[Image boundary labeling data]

## BEGIN

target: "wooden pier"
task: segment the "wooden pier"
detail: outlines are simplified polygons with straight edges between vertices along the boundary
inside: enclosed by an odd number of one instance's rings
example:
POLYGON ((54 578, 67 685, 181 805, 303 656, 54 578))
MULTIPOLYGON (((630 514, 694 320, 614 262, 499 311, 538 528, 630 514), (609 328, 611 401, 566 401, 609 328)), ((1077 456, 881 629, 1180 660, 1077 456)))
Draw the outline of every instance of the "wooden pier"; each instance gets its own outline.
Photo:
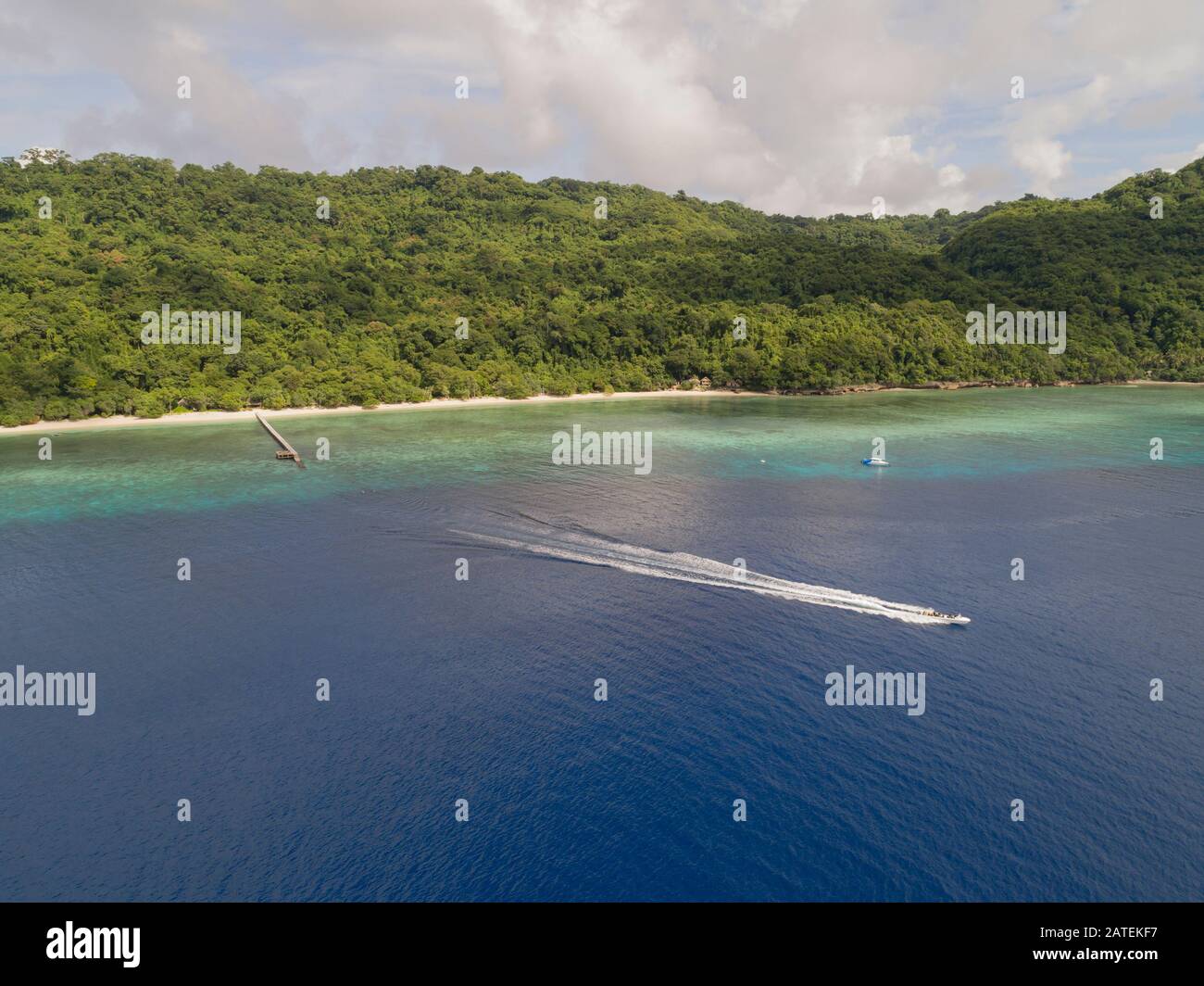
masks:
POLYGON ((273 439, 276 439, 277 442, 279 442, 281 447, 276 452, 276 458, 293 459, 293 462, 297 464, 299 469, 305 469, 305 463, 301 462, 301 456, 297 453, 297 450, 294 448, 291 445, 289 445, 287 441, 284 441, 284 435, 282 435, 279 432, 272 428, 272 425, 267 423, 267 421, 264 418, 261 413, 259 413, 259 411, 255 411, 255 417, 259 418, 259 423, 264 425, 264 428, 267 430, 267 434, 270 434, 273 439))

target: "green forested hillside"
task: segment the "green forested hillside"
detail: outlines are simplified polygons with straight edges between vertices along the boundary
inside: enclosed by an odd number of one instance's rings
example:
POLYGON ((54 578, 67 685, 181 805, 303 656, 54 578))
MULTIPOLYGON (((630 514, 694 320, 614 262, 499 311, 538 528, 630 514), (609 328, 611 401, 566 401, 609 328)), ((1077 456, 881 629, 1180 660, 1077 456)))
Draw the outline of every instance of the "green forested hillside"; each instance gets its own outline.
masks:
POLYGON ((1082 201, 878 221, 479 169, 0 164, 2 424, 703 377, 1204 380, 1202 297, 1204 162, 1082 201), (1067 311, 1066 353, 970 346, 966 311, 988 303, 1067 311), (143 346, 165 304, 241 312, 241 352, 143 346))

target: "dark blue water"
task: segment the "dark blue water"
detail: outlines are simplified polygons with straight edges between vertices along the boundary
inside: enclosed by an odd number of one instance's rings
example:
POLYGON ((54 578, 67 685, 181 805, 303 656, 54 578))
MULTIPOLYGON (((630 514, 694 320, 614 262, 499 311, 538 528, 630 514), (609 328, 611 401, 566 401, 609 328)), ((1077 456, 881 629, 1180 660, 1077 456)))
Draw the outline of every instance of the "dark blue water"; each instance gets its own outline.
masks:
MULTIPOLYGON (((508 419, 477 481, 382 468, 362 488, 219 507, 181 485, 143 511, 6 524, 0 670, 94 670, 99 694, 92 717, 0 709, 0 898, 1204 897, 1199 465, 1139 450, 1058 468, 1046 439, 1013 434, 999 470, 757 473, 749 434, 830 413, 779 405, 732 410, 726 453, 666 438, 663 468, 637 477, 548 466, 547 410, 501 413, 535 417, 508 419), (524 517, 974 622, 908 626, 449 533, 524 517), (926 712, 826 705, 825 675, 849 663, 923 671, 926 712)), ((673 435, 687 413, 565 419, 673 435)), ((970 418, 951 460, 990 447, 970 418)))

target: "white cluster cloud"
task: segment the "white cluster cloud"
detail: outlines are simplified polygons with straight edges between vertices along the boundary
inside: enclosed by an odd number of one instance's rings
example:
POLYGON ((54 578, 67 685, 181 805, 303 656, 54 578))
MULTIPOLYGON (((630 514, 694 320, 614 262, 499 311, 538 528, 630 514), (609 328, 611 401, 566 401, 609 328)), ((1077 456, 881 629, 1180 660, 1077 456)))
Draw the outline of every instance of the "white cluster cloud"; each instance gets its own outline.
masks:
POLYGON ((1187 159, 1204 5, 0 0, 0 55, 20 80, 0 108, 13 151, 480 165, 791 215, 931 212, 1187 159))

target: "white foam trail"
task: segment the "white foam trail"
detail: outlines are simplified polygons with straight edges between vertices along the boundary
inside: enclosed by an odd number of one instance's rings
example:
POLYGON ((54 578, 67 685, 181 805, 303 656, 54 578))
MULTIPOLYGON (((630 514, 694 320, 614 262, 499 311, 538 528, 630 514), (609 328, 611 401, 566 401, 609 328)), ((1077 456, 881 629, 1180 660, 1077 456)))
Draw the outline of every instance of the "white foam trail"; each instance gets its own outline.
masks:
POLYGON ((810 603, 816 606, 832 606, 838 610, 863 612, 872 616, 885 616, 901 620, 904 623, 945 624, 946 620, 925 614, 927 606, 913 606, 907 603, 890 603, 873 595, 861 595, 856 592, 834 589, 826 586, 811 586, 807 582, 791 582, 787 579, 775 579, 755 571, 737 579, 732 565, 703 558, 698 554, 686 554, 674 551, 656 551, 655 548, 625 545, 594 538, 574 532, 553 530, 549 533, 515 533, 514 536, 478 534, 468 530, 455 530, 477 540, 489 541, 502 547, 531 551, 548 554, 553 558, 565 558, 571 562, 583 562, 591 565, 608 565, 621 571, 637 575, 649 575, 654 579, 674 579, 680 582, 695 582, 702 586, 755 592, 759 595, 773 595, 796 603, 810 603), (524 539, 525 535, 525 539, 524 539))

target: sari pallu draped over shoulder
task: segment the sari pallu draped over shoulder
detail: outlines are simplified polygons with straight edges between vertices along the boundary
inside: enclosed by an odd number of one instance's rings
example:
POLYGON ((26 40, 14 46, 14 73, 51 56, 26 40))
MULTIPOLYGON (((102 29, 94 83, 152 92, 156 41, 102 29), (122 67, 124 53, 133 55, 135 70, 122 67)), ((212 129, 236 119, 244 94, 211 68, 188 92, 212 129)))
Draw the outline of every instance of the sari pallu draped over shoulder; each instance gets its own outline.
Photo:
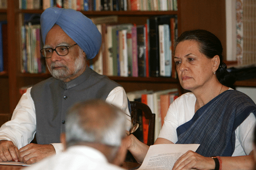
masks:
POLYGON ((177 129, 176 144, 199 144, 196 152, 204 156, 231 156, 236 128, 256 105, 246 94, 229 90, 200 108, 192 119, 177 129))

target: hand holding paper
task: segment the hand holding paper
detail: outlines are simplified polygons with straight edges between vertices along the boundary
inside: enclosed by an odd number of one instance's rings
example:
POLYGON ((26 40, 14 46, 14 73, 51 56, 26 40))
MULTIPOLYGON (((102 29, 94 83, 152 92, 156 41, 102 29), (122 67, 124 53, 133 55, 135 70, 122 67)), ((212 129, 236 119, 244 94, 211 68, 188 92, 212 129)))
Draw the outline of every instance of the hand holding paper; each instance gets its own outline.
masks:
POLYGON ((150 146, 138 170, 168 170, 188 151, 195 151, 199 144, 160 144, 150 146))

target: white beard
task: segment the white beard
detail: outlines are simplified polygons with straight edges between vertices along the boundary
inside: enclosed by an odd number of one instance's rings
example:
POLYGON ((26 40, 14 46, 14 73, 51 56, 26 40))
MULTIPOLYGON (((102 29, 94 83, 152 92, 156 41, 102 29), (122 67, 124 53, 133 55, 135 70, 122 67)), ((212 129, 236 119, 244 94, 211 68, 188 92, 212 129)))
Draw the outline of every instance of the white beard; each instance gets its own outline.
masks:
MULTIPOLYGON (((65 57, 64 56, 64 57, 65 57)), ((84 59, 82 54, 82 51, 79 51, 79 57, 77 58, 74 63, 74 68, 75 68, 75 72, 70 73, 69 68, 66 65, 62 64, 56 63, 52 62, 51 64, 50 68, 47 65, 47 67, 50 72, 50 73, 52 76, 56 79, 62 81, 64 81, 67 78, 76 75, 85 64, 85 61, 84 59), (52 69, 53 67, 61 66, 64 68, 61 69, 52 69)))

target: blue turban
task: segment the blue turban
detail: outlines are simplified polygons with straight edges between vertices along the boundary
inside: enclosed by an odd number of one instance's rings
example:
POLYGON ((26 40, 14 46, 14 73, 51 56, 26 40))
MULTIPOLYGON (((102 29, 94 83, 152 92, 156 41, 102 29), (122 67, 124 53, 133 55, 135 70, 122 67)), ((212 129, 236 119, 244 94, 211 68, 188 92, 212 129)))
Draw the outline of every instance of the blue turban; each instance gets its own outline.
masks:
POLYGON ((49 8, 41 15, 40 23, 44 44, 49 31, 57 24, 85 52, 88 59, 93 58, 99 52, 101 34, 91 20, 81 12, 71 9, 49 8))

## END

- **STATED GOAL**: Copy the data from the line with "target: hand holding paper" to the line with "MULTIPOLYGON (((65 57, 64", both included, character for character.

- **ANSWER TO THIS PROBLEM**:
target: hand holding paper
task: segment the hand holding paper
detail: outlines are simplified polygons with straight edges between vertices along the boundary
inside: enclosed by an odd number of one instance's rings
example:
POLYGON ((26 40, 14 46, 14 73, 51 56, 26 40))
MULTIPOLYGON (((102 29, 94 83, 152 92, 156 41, 102 29), (122 67, 124 53, 133 55, 135 70, 122 67)), ((212 129, 236 119, 244 94, 211 68, 188 92, 212 129)))
Draw the outline of every instance of the hand holding paper; each instance gets its own outline.
masks:
POLYGON ((150 146, 138 170, 168 170, 188 151, 195 151, 199 144, 160 144, 150 146))

target: white beard
task: segment the white beard
detail: outlines are simplified polygons with straight edges between vertices along the boundary
inside: enclosed by an odd number of one instance's rings
example:
POLYGON ((26 40, 14 46, 14 73, 51 56, 26 40))
MULTIPOLYGON (((102 29, 94 83, 152 92, 156 41, 102 29), (122 67, 124 53, 133 55, 135 70, 122 67)), ((212 129, 236 119, 244 94, 211 68, 188 92, 212 129)))
Draw the outline of every instance of the white beard; each instance gets its own outline.
masks:
MULTIPOLYGON (((65 57, 64 56, 64 57, 65 57)), ((84 59, 82 54, 82 51, 79 51, 79 57, 77 58, 74 63, 74 68, 75 68, 75 72, 70 73, 69 68, 66 65, 62 64, 56 63, 52 62, 51 64, 50 68, 47 65, 47 67, 50 72, 50 73, 52 76, 56 79, 62 81, 64 81, 67 78, 76 75, 85 64, 85 61, 84 59), (52 69, 53 67, 61 66, 64 68, 61 69, 52 69)))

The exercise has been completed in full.